> _LESETEXT_:

★ ★ ★ ★ ★ ★ ★

Leon Windscheid tourt mit seinem Programm „Alles perfekt“ durch Deutschland – und bringt dabei Tausende dazu, sich freiwillig mit Psychotherapie, Studienmethodik und gesellschaftlichem Denken auseinanderzusetzen. Im Gespräch erzählt er, warum Wissenschaftskommunikation kein nettes Extra ist, was ihn an der deutschen Forschungslandschaft frustriert und wie er versucht, Menschen jenseits des Elfenbeinturms zu erreichen – ohne sie zu unterschätzen.

Selina Stiegler: Ist alles perfekt bei Ihnen, Herr Windscheid?
Leon Windscheid: Alles sehr, sehr gut. Ich habe gerade für eine „Terra Xplore“-Sendung auf dem Oktoberfest als Kellner gearbeitet – und ich glaube, ich habe mich an der Oktoberfest-Grippe beteiligt. Aber sonst ist alles sehr gut.
Sie sind gerade mit ihrem gleichnamigen Programm „Alles perfekt“ auf Tour und versprechen, Wissenschaft nahbar zu machen. Welche psychologischen Tricks benötigt es, um Menschen für Psychologie – oder generell für Wissenschaft – zu begeistern?

★ ★ ★ ★ ★ ★ ★

> _Einträge zur Grenzbeschriftung_:
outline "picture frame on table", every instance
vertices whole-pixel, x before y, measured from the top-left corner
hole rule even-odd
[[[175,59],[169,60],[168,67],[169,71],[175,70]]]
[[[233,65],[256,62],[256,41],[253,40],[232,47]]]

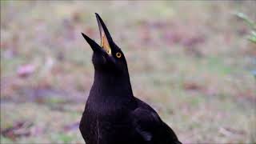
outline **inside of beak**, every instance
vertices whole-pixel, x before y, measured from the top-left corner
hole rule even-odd
[[[111,49],[102,28],[102,29],[100,28],[100,34],[101,34],[101,46],[106,50],[106,52],[108,54],[110,55]]]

★ ★ ★ ★ ★ ★ ★

> _AUFGABEN ZUR ÜBUNG_:
1. Als was hat Leon Windscheid laut dem Interview mit ihm für eine „Terra Xplore“-Sendung auf dem Oktoberfest gearbeitet?
2. Schreiben Sie aus dem Interview mit Leon Windscheid den Abschnitt von „Leon Windscheid tourt“ bis „sie zu unterschätzen.“ wortgetreu ab.
3. Führen Sie das Interview mit Leon Windscheid an der Stelle fort, an der es endet.

> _DIE ERGEBNISSE_:
1. Als Kellner.

2.
Leon Windscheid tourt mit seinem Programm „Alles perfekt“ durch Deutschland – und bringt dabei Tausende dazu, sich freiwillig mit Psychotherapie, Studienmethodik und gesellschaftlichem Denken auseinanderzusetzen. Im Gespräch erzählt er, warum Wissenschaftskommunikation kein nettes Extra ist, was ihn an der deutschen Forschungslandschaft frustriert und wie er versucht, Menschen jenseits des Elfenbeinturms zu erreichen – ohne sie zu unterschätzen.

3.
Wir leben in einer Zeit, in der so viel geschwurbelt wird. Die Menschen steigern sich in Verschwörungstheorien rein, in den USA wird an vielen Stellen die Wissenschaft prominent mit den Füßen getreten. Und trotzdem waren bei meiner vergangenen Tour etwa 100.000 Leute. Dass man so viele Menschen begeistern kann, an einem Abend in eine Halle zu kommen, um sich etwas über die Wissenschaft anzuhören, gibt mir richtig Hoffnung. Ich sage das auch immer dem Publikum zum Start. Es gibt noch Leute, die Lust haben, eine Ecke weiter zu denken, die sich freuen, wenn ich auf der Bühne zu allem, was ich sage, die Quellen einblende. Sie freuen sich, wenn ich eine Studie zeige und dazu sage: “Ja, das ist jetzt das Ergebnis, aber die Stichprobe war vielleicht nicht so groß und deswegen müssen wir das auch noch mindestens aus einer kritischen Perspektive betrachten.” Und das sind halt die Momente, die mich total begeistern, so eine Bühnenshow zu machen.
Sie möchten mithilfe von weltweiter Spitzenforschung Fragen des Lebens beantworten, wie „Wie gelingt ein Leben in echter Zufriedenheit?“. Kann denn aber Spitzenforschung in der aktuellen politischen Lage adäquat genug stattfinden, um uns diese Antworten zu liefern?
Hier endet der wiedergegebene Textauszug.